THE TASK
Rewrite the rows below, swapping "pick out" for "mark" wherever it occurs and changing nothing else.

EXTRACTED RECORDS
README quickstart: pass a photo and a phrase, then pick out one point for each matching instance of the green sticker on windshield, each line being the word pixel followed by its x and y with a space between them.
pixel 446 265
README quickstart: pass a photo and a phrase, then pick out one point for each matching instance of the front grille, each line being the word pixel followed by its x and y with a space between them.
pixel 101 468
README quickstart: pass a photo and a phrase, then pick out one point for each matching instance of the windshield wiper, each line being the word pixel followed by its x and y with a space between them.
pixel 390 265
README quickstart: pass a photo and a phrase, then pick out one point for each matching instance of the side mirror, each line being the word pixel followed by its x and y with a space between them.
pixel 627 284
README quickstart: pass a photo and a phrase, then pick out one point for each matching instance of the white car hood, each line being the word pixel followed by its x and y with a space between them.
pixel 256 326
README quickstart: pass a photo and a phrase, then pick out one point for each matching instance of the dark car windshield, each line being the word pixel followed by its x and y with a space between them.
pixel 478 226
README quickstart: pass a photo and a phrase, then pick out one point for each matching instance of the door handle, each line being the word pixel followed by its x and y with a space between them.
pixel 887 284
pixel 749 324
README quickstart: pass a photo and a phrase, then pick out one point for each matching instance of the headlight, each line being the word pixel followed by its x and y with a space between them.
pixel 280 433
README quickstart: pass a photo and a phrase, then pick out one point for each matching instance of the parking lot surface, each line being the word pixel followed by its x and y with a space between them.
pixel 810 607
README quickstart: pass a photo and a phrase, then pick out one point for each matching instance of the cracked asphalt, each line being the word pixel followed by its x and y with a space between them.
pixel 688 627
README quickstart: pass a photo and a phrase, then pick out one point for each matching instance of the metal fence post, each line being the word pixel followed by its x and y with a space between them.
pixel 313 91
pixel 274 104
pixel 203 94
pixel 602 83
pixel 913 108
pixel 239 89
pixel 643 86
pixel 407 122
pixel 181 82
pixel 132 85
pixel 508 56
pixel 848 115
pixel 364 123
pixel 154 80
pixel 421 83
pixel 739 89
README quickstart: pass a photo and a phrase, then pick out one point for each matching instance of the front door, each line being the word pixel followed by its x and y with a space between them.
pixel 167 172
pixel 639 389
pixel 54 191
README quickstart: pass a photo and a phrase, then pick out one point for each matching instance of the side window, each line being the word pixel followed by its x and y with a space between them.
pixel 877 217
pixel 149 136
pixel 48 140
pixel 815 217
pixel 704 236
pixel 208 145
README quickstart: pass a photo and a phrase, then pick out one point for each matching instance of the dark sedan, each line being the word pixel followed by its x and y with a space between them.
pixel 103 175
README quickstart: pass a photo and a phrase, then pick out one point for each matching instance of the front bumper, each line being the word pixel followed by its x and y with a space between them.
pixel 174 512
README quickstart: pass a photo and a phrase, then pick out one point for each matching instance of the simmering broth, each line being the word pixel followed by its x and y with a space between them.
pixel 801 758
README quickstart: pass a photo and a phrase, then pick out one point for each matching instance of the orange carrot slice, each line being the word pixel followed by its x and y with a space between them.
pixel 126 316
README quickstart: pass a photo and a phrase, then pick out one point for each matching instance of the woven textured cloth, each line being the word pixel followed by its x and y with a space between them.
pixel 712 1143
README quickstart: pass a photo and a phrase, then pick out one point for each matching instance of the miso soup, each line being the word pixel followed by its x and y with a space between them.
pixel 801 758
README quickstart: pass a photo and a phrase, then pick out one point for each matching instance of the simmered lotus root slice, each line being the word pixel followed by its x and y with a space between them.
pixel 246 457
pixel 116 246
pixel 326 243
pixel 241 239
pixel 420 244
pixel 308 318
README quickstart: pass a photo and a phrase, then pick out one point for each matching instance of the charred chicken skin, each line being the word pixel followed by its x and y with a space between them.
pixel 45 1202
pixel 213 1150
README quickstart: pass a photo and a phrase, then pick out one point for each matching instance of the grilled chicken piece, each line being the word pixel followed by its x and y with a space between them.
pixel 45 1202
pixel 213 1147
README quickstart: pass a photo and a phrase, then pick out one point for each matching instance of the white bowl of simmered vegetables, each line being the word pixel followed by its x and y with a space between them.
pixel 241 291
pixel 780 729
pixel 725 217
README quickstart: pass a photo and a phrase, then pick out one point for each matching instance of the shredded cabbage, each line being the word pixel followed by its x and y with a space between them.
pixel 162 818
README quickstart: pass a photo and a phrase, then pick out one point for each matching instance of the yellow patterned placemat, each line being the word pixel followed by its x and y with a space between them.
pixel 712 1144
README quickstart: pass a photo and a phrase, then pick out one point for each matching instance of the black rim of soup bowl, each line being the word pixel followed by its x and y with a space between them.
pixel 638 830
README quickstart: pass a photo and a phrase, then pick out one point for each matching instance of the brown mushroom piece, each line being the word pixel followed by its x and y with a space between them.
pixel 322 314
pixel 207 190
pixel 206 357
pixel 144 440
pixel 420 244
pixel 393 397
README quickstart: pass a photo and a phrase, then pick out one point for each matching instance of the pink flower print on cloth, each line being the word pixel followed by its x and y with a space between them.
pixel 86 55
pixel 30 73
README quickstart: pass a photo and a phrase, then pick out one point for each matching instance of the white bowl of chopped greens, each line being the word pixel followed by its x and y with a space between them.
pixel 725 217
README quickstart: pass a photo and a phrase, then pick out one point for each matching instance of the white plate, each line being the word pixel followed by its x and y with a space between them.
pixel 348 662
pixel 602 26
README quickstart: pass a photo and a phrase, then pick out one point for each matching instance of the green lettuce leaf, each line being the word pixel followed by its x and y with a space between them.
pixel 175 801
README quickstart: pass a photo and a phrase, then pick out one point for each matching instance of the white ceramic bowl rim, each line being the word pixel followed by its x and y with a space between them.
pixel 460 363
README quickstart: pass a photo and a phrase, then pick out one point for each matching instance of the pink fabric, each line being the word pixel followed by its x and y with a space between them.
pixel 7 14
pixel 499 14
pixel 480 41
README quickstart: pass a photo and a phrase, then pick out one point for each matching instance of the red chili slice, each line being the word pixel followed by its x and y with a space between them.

CORRECT RESULT
README quickstart: pass a photo and a phrase, then mark one point for each matching instance of the green sticker on windshield, each line being the word pixel followed by its x and y with a space between them.
pixel 446 265
README quickstart: pass a photo and a phrase, then mark one point for each matching instance of the front grille, each line being the word pixel followed by its x and y with a space between them.
pixel 101 468
README quickstart: pass a photo and a phrase, then mark one point for each matching instance of the windshield wiper, each line being the word pixel followed by its x and y with a space between them.
pixel 390 265
README quickstart: pass a photo and a phrase, then mark one point for each matching instance of the side mirror, each line being the word pixel followed by its x and y with a space between them.
pixel 627 284
README quickstart: pass a photo and a phrase, then mark one point for each matching instance of the white car hood, each line being the word pixel followed by its x and y with a space between them.
pixel 256 326
README quickstart: pass a photo and a phrase, then mark one point for each matching instance of the dark car windshield, each line being the word pixel followed by its x and y with a space between them.
pixel 478 226
README quickstart: pass a photo and a phrase, then mark one point for each matching instance of the door handle, each line being the word pixel followed by its x and y with a space between them.
pixel 887 284
pixel 749 324
README quickstart: pass a photo and a phrase, then mark one point for each matching instance of the headlight, each line being the word pixel followed by its x and y with a space between them.
pixel 280 433
README quickstart: pass a photo and a phrase, then mark one point for each matching instance of the parking lot surface, each line being the word pixel followed by its x and y with a space between them.
pixel 810 607
README quickstart: pass a photo and a phrase, then mark one point for each matching instance of the cracked asphalt, each line being the word pixel followed by its x and y with a space between them.
pixel 688 627
README quickstart: pass a photo and a phrase, then mark one point for each matching instance of the metal fence post, each line being the word pixel followed by its x and y with a space between them.
pixel 313 91
pixel 274 104
pixel 203 94
pixel 602 83
pixel 913 108
pixel 239 89
pixel 643 86
pixel 407 122
pixel 181 82
pixel 132 85
pixel 508 56
pixel 848 115
pixel 364 123
pixel 154 80
pixel 421 83
pixel 739 89
README quickstart: pass a photo and a phrase, then mark one point for each matching instance of the front door, each line being the word pixel followed by its x and y with a space between them.
pixel 167 172
pixel 639 389
pixel 54 191
README quickstart: pass a photo and a phrase, then mark one point for each matching instance of the side window, each line being the word pixel followed by its x and y with a space between them.
pixel 877 217
pixel 149 136
pixel 48 140
pixel 815 217
pixel 704 236
pixel 208 145
README quickstart: pass a photo and a phrase, then mark one point for each matching instance of the dark sedan, each line being the word pixel followed by its x and y with a space between them.
pixel 103 175
README quickstart: pass a photo and a phrase, then mark one point for each matching instance of the front bumper, each line being the word pixel followed by its x and y with a space between them.
pixel 174 512
README quickstart: pass a photo and a phrase, then mark one point for each matching instance of the simmering broth, each line being the word pixel followed by its x and y with a space between them.
pixel 801 758
README quickstart: pass a photo and a phrase, then mark one point for each matching instance of the orange carrot slice, each line being the word pixel followed by its x and y with a space between them.
pixel 126 316
README quickstart: pass a photo and a phrase, then mark one point for each matching instance of the woven textured cloth, each line being the word pixel followed by its x and y with a space between them.
pixel 712 1143
README quickstart: pass a photo and a phrase, then mark one point for each matching instance of the miso soup, each line being the word pixel followed by its x and y with a space between them.
pixel 801 758
README quickstart: pass a photo and a phrase, then mark one point for each matching instance of the simmered lotus root slice, each line being the word pixel followed by its x and y with a space between them.
pixel 246 457
pixel 116 246
pixel 326 243
pixel 241 239
pixel 420 244
pixel 308 318
README quickstart: pass a photo and a phrase, then mark one point for each matching instance of the charred chicken skin, each line being the word pixel followed by its x and y with a space between them.
pixel 45 1202
pixel 213 1150
README quickstart: pass a photo and a phrase, then mark one point for each matching instance of the grilled chicken piece, each line being the word pixel followed by its x and y with a space between them.
pixel 45 1202
pixel 213 1147
README quickstart: pass a photo and a phrase, then mark one point for each matching instance of the white bowl of simmered vegetables, each line being the word pixel followed by its x and y with a space between them.
pixel 241 291
pixel 780 729
pixel 725 217
README quickstart: pass a photo and a phrase, then mark one point for each matching instance of the shredded cabbage, each line being the word pixel followed by its x and y with a space between them.
pixel 162 818
README quickstart: pass a photo and a phrase, then mark one point for each matching instance of the yellow patterned placemat, each line being the word pixel followed by its x and y with a space between them.
pixel 712 1144
README quickstart: pass a photo and a phrase, then mark one point for each matching instance of the black rim of soup bowl, each line being the word pixel followed by its x and y with a space between them.
pixel 638 830
README quickstart: pass a photo and a phrase, then mark one point for each matching instance of the brown mushroom piece, each line being the word pixel followed by its x and y with a space between them.
pixel 322 314
pixel 207 190
pixel 206 357
pixel 144 440
pixel 420 244
pixel 393 397
README quickstart: pass a photo and a phrase, then mark one point for each matching instance of the pink flower print on cloth, each line being the word pixel followed by its x and y with a space between them.
pixel 86 55
pixel 30 73
README quickstart: pass a photo and a phrase, then mark one point for each matching instance of the white bowl of chopped greens, each line being the word pixel followed by its x and y with a space between them.
pixel 725 217
README quickstart: pass a photo and a phrase, then mark one point for each matching instance of the white plate, each line being the word pixel followed by its x and y with a space between them.
pixel 348 662
pixel 602 26
README quickstart: pass a photo and a phrase, then mark one point for each matching instance of the green lettuce leaf, each line being the word pixel followed by its x and y with a space between them.
pixel 175 801
README quickstart: pass a photo and a phrase, then mark one point for each matching instance of the white ceramic bowl rim, each line being the word pixel followed by its x and y with a space between them.
pixel 460 363
README quickstart: pass a photo and a phrase, then mark one point for each matching instance of the pink fabric, each line being the word pixel followed by its x and y with a space between them.
pixel 7 14
pixel 499 14
pixel 480 41
README quickstart: pass a photo and a phrase, then mark one point for each matching instance of the red chili slice, each line being the word pixel followed by its x and y with a space between them.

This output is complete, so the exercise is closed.